EXERCISE TASK: Quote only the lines that start at the line with "in white polo" and run to the end of the entries; omit the pictures.

Stored data:
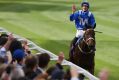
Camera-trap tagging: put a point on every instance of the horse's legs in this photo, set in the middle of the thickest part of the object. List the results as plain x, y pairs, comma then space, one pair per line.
81, 77
92, 70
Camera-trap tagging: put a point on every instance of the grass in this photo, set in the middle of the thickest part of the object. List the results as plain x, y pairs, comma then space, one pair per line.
46, 22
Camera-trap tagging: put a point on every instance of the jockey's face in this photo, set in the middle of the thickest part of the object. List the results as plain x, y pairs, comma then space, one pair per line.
85, 7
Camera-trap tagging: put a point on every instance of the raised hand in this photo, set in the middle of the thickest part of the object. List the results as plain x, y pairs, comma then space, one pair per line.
73, 8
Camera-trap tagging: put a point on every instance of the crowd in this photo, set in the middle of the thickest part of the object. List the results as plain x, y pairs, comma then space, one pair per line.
18, 63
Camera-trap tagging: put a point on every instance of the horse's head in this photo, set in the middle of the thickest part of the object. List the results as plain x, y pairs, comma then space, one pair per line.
89, 38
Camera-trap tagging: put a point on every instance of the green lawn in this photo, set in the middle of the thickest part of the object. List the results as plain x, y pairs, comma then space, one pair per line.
46, 22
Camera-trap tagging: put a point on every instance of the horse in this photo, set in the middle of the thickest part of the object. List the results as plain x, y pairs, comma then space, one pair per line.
84, 52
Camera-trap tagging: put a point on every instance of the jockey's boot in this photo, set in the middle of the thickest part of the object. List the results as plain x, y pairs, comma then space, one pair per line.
73, 44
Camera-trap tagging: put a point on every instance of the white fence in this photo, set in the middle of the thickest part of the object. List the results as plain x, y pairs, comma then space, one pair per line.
53, 56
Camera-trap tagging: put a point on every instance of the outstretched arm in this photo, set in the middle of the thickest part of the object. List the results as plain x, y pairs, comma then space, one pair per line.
74, 14
92, 21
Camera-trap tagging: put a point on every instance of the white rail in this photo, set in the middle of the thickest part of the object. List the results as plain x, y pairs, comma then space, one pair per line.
52, 56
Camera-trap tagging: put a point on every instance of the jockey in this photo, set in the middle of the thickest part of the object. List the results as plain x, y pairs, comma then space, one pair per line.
83, 20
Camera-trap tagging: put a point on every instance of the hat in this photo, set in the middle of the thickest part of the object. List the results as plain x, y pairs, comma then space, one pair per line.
85, 3
18, 54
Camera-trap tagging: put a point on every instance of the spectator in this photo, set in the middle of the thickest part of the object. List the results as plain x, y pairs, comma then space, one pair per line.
43, 60
19, 56
58, 72
31, 63
5, 46
103, 74
15, 45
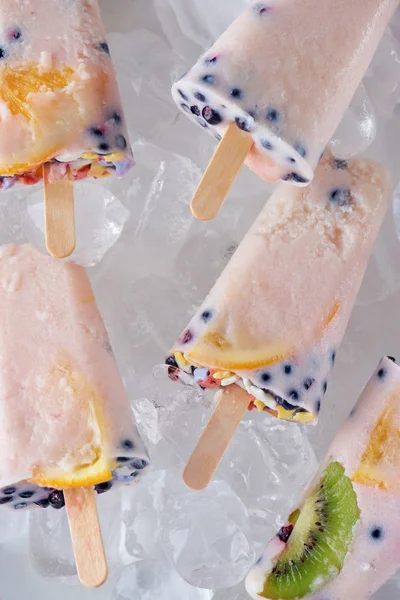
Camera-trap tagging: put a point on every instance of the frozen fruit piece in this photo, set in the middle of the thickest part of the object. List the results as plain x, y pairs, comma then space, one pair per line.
286, 72
57, 93
343, 540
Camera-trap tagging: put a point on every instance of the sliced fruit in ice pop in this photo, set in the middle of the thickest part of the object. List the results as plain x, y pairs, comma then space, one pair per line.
320, 539
343, 540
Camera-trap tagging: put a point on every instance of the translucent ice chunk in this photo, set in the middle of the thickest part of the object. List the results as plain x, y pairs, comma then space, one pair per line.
99, 217
150, 580
50, 543
357, 129
207, 535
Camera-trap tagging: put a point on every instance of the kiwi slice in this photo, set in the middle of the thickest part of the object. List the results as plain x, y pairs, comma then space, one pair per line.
320, 540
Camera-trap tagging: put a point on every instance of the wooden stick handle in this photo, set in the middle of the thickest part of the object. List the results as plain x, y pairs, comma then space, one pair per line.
221, 173
86, 536
230, 410
59, 215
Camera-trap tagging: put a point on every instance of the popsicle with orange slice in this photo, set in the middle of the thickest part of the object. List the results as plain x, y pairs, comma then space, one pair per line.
67, 428
61, 118
343, 539
274, 321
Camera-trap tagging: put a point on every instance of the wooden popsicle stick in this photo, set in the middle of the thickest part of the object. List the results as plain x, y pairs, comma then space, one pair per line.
86, 536
222, 171
59, 215
230, 410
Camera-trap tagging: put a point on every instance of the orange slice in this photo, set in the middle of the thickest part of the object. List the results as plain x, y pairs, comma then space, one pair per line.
86, 464
17, 87
379, 466
214, 350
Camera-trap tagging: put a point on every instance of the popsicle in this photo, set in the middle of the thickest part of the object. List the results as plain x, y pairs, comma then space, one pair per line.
343, 540
276, 85
274, 321
59, 104
66, 422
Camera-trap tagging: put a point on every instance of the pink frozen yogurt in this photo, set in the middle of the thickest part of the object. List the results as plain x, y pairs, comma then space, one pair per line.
367, 449
285, 71
275, 319
65, 417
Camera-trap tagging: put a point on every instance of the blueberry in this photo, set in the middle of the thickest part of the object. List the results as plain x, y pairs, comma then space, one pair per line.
96, 132
376, 533
261, 8
199, 96
116, 117
26, 494
6, 499
104, 47
43, 503
285, 533
236, 93
56, 499
171, 362
285, 404
127, 444
182, 95
307, 383
266, 144
187, 337
243, 123
209, 79
382, 373
15, 35
340, 196
104, 148
300, 149
103, 487
295, 177
339, 163
120, 142
206, 315
273, 115
211, 116
139, 463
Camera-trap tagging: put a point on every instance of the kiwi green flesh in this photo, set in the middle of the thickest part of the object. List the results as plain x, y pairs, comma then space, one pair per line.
320, 540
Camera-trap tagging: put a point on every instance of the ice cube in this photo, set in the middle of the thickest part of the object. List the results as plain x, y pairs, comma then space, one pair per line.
150, 580
50, 542
206, 534
99, 218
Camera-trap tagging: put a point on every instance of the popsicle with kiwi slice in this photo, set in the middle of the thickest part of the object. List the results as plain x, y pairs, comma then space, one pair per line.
343, 540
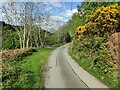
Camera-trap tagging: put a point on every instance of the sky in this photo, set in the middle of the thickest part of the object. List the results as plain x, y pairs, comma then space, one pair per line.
60, 11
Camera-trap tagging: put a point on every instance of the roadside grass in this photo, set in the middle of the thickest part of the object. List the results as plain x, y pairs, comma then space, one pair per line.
110, 81
30, 69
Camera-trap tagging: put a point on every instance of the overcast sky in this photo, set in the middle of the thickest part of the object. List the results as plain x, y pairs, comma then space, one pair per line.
60, 11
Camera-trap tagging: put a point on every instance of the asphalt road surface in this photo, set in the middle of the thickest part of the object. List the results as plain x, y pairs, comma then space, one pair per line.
59, 73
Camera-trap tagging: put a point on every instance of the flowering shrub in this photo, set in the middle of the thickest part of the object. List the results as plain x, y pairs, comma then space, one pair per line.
102, 22
106, 18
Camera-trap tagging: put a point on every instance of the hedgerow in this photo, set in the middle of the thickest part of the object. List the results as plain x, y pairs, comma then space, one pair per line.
89, 47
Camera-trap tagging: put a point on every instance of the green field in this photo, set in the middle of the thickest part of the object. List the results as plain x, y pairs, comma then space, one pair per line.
30, 69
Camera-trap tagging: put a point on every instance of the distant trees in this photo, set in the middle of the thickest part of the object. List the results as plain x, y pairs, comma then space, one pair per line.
25, 17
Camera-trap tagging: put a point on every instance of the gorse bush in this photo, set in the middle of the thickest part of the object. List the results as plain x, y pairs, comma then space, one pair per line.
102, 22
89, 46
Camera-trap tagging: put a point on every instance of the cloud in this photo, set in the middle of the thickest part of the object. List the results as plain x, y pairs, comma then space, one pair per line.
54, 23
58, 19
54, 3
68, 13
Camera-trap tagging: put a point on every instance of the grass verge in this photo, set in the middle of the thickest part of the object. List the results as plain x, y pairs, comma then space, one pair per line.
28, 71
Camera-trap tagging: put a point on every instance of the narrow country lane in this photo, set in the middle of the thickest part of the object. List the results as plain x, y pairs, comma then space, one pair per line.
60, 73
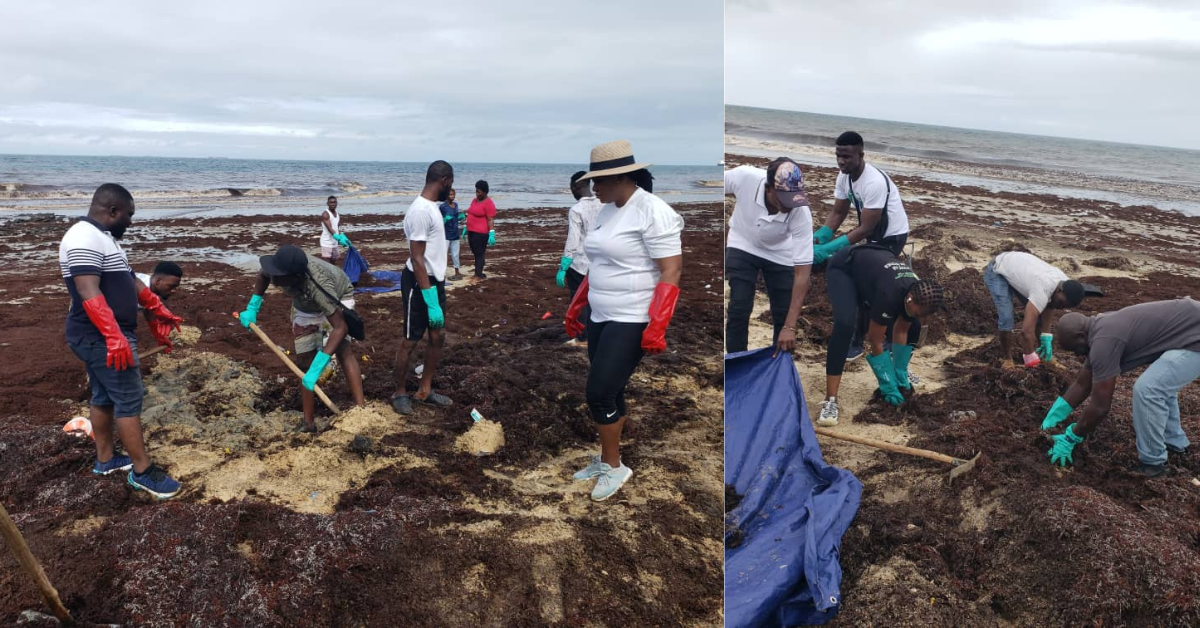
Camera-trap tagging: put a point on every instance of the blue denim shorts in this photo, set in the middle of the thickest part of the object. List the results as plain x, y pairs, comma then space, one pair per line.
1002, 295
109, 387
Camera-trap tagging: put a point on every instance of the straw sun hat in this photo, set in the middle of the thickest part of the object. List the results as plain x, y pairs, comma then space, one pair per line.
615, 157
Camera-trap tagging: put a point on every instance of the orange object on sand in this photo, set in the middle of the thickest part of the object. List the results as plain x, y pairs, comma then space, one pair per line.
79, 426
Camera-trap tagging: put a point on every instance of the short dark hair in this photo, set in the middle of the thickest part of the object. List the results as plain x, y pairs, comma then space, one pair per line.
850, 138
928, 292
438, 169
1073, 291
109, 195
168, 268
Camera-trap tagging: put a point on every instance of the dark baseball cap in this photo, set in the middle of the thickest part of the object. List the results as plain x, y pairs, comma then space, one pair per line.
288, 261
787, 183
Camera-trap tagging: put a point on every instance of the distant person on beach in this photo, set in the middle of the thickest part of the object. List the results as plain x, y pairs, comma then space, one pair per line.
769, 234
574, 264
100, 330
634, 245
1163, 334
331, 235
1044, 287
319, 293
423, 288
881, 215
480, 226
870, 277
450, 219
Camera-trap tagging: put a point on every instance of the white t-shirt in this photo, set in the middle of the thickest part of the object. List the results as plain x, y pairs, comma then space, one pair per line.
327, 238
622, 247
781, 238
423, 223
579, 221
1029, 275
871, 190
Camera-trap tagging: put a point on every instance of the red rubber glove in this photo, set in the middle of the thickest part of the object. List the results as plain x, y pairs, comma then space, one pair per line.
120, 356
163, 321
654, 339
574, 326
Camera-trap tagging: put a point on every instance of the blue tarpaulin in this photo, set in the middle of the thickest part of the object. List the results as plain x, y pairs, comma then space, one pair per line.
795, 507
354, 264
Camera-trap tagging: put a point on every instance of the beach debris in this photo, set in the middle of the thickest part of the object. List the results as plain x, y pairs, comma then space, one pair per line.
79, 426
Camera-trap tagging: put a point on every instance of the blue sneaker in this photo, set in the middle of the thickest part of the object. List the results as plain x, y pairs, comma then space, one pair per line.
119, 462
155, 480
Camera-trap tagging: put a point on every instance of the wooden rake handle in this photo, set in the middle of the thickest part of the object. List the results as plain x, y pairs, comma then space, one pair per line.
29, 563
321, 394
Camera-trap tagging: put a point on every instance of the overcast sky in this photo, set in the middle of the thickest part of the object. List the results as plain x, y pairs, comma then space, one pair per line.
1121, 72
465, 81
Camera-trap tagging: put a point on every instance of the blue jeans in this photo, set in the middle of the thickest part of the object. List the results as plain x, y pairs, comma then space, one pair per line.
1001, 295
1156, 404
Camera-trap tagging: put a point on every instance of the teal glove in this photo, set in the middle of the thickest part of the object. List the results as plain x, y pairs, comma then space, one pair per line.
885, 375
563, 264
1063, 447
250, 315
1057, 413
437, 320
900, 357
318, 366
822, 252
822, 235
1044, 350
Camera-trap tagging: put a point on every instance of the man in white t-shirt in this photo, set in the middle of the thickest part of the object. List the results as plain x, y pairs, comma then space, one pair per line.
574, 264
423, 287
876, 201
769, 233
1045, 287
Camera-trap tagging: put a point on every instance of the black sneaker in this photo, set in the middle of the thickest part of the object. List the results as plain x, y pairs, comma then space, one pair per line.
1150, 471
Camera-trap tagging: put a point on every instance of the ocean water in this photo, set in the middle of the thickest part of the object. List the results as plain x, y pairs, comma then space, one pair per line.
264, 186
1131, 174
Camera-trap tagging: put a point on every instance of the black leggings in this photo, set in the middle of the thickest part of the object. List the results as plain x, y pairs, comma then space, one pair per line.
846, 307
478, 243
574, 280
615, 350
742, 271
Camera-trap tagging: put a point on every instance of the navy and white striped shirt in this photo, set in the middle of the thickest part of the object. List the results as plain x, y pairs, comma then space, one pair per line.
88, 249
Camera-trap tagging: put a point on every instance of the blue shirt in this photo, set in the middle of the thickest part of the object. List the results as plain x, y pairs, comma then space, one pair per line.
453, 228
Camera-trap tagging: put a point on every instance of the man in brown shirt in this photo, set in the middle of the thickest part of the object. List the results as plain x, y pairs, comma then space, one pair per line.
1163, 334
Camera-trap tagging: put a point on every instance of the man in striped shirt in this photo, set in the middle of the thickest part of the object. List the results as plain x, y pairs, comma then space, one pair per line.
101, 323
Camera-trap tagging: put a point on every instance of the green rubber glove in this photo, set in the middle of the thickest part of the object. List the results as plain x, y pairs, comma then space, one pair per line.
1065, 447
822, 235
318, 366
437, 320
900, 358
885, 375
1044, 350
563, 264
1059, 412
250, 315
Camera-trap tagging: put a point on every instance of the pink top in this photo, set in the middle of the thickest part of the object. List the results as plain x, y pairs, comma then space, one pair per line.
478, 215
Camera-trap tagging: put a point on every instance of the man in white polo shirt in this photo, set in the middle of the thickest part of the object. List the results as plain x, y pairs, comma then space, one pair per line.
769, 233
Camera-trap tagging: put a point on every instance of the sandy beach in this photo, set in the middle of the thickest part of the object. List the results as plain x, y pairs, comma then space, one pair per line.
282, 528
1013, 539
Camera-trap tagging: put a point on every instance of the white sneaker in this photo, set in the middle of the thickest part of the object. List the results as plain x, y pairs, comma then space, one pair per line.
828, 413
610, 480
589, 471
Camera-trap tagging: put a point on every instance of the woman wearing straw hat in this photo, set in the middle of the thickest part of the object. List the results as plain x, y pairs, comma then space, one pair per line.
633, 283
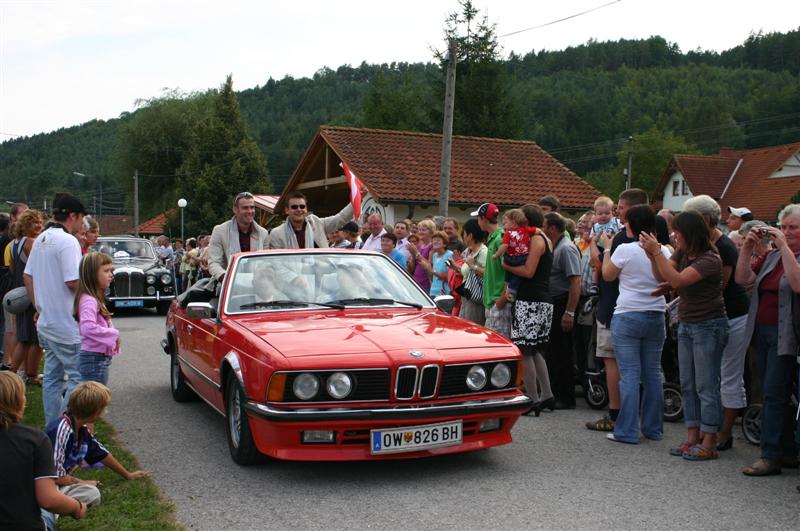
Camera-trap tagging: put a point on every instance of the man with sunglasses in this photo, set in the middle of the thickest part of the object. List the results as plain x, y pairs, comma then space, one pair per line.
239, 234
303, 230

RESULT FOR THIS TASK:
Camera-trap tagging: put a point on every instance of the man in white polo shirt in this photo, set in the middle of the thickest part of the object. List the results as plain x, y pairs, comma then space, one pair per line.
769, 233
Camera-trap tagging: put a point on every instance of the sandy beach in this photo, set in the middle of the thickest part of the object. List the results as plain x, y pairs, comma then space, one pair per line.
282, 528
1013, 539
Camera-trap tagging: put a point on every instance of the white sneaker in this photo, set in the middle of the thickest part of the object. List the results as plain x, y pairs, comma then space, one pair per line.
828, 413
610, 480
589, 471
Camera-trap tagging: put a point on every instance of the woman wearing straw hat in this photo, set in the middle of the thickest part of the object. List the results as plain x, y pairs, comma then space, one pair per line.
633, 283
Camera-trap tagging: put a point on every instance of the man with sunglasses in this photo, set in the middle of the thickest part of the object. List the results as plain x, y pairs, comma then space, one pair per line.
239, 234
303, 230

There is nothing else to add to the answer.